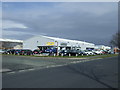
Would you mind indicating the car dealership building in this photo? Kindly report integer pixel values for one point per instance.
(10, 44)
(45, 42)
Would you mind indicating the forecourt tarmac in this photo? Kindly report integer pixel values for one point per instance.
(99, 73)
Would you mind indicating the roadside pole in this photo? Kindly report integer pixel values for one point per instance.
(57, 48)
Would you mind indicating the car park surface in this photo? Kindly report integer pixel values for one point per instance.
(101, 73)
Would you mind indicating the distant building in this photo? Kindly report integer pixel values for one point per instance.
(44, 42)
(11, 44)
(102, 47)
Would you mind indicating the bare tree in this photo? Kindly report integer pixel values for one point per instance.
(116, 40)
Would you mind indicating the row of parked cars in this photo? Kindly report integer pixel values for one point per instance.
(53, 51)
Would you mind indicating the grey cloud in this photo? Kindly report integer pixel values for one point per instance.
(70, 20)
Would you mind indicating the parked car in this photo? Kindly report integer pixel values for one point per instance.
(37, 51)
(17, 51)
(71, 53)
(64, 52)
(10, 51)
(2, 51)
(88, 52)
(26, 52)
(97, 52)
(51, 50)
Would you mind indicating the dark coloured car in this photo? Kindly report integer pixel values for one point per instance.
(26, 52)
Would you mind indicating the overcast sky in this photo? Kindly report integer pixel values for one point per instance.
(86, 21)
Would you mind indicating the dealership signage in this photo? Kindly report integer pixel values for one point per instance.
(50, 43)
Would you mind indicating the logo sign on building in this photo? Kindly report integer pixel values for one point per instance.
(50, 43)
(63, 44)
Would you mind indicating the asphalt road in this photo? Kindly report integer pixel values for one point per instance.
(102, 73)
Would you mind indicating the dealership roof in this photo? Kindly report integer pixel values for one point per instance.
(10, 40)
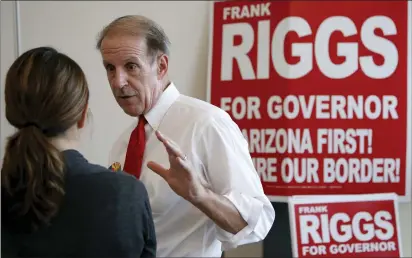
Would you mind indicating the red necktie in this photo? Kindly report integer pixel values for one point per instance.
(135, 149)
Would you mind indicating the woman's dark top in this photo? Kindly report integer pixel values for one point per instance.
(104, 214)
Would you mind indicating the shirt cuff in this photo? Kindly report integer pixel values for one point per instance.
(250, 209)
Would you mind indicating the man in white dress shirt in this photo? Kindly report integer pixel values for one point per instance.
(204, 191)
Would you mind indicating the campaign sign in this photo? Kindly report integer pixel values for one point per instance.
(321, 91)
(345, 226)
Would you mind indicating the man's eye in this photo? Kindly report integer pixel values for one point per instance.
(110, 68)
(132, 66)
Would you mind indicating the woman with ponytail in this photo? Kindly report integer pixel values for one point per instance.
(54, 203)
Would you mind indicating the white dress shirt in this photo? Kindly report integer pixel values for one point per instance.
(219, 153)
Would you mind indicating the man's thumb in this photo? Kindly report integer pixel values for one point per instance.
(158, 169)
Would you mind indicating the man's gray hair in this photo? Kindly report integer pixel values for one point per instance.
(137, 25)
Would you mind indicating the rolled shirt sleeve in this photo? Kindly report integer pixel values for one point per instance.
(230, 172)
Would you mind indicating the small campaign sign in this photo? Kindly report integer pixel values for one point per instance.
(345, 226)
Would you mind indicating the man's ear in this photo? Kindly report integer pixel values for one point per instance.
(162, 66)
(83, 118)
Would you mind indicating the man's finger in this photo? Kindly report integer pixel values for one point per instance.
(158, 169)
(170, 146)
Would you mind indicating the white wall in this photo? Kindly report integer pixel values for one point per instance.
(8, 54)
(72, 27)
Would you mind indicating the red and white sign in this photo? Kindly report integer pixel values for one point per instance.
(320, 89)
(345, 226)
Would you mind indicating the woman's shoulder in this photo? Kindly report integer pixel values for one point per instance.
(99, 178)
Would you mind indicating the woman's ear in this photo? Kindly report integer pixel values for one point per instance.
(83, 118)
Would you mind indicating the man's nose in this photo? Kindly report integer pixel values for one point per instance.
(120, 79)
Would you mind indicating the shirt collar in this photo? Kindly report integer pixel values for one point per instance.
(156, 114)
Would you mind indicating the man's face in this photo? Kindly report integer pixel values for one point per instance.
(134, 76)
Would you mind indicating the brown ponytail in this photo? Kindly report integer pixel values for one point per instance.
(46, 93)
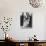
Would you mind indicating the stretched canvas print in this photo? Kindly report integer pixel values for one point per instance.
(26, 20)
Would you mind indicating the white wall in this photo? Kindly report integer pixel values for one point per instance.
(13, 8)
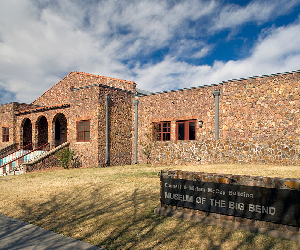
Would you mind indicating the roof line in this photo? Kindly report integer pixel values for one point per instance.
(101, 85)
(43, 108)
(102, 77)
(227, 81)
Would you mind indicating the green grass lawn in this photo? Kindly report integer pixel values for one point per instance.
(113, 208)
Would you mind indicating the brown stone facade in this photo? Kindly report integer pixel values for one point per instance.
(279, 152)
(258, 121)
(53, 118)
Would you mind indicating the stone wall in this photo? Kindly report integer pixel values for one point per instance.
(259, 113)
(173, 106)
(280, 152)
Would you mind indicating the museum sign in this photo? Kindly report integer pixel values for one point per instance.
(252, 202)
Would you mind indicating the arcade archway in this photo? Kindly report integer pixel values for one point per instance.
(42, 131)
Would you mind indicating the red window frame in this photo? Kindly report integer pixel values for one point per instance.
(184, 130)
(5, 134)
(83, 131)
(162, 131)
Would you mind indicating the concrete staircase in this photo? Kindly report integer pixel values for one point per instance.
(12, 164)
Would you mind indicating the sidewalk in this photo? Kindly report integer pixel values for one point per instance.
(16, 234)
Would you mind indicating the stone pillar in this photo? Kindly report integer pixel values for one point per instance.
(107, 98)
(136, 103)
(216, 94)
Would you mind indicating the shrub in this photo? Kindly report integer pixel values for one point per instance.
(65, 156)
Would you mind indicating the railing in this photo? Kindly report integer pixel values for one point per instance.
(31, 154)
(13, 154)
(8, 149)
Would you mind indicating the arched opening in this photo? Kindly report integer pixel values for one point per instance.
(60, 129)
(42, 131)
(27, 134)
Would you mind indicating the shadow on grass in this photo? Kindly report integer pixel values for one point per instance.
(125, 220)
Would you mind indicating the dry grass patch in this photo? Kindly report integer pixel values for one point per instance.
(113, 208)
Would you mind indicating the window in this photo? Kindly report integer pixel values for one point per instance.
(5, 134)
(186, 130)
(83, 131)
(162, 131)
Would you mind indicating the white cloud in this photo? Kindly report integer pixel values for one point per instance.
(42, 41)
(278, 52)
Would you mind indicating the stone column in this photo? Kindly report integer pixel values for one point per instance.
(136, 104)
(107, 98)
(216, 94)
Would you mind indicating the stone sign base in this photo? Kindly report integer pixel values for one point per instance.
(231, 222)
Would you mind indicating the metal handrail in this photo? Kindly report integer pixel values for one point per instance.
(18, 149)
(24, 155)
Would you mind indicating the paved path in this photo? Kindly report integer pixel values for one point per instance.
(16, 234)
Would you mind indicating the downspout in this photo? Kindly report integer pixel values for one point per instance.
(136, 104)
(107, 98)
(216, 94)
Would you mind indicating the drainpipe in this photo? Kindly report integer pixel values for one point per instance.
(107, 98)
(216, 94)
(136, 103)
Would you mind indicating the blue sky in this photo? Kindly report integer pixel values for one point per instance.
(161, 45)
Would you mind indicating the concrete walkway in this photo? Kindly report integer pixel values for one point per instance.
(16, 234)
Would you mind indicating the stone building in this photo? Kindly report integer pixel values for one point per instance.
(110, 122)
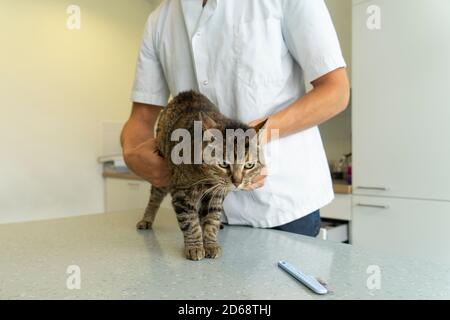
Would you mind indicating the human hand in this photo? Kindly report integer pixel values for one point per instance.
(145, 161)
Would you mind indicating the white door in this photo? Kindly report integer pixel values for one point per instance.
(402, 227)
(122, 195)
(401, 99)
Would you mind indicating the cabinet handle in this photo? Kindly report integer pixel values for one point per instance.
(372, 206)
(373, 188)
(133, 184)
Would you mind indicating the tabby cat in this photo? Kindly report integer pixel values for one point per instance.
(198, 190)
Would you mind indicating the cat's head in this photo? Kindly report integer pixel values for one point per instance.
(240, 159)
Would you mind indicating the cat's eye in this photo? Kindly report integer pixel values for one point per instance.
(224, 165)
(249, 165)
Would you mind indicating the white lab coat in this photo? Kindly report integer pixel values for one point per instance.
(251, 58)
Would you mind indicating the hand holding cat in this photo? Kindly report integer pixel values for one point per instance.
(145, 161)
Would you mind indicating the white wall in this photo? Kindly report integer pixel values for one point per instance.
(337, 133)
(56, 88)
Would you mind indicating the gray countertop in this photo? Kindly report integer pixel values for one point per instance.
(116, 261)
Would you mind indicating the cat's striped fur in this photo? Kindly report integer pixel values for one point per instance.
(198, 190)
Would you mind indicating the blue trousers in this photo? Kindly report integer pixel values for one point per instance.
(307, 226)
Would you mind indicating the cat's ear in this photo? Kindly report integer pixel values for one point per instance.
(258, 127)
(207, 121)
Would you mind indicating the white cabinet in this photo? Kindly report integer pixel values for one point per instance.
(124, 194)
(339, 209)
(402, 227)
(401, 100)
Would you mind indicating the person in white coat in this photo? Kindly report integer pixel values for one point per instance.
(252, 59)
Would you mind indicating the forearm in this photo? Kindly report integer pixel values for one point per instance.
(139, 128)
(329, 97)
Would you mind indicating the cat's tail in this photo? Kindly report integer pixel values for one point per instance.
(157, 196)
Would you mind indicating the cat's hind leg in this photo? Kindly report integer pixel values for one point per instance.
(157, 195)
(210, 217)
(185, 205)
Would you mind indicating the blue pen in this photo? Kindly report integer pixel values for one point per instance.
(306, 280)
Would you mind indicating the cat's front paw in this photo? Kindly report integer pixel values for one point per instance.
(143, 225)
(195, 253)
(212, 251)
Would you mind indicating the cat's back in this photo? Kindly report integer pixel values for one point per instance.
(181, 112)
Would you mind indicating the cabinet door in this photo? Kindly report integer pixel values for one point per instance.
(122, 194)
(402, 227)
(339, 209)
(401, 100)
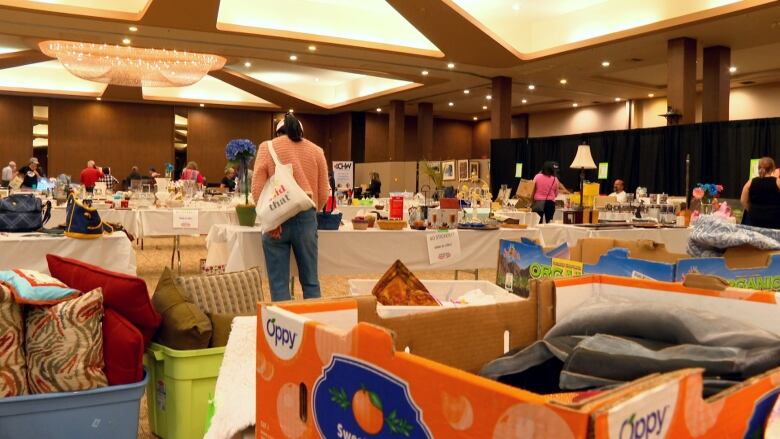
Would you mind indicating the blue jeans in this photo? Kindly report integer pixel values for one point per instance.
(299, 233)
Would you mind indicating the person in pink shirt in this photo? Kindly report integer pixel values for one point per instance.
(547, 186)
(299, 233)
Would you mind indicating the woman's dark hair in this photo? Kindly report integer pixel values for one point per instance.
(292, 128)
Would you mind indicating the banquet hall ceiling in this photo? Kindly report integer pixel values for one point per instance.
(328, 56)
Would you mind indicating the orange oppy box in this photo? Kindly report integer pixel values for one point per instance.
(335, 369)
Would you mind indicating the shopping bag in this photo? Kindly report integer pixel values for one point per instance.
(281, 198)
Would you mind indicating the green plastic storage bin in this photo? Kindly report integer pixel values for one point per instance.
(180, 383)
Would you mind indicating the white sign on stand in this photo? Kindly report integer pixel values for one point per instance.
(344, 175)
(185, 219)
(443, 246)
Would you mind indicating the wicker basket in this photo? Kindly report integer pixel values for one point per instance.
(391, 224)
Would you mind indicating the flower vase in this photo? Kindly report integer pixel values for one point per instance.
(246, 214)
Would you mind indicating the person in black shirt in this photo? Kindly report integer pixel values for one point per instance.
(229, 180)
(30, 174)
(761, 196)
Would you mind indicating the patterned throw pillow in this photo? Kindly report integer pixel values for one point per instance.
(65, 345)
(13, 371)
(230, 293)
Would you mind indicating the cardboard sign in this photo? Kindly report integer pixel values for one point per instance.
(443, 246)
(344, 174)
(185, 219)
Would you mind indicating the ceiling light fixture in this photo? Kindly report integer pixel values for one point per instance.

──────────────────────────────

PROBLEM STATEMENT:
Return the line that contains "Would you mind indicating the patterned", along with every line after it in the data above, exactly and with nothing else.

RESPONSE TO THE TASK:
Would you mind indicating the patterned throw pillow in this photo? Kindly report integer pixel values for one point per instance.
(65, 345)
(13, 371)
(230, 293)
Would you mind indicating the cardboard sign in this photo? Kindly report integer pixel values for one point per instance.
(443, 246)
(344, 174)
(185, 219)
Would you mind indicating the ceiling light fixture in this photo? Kindly report integer pixel values for one point per instance.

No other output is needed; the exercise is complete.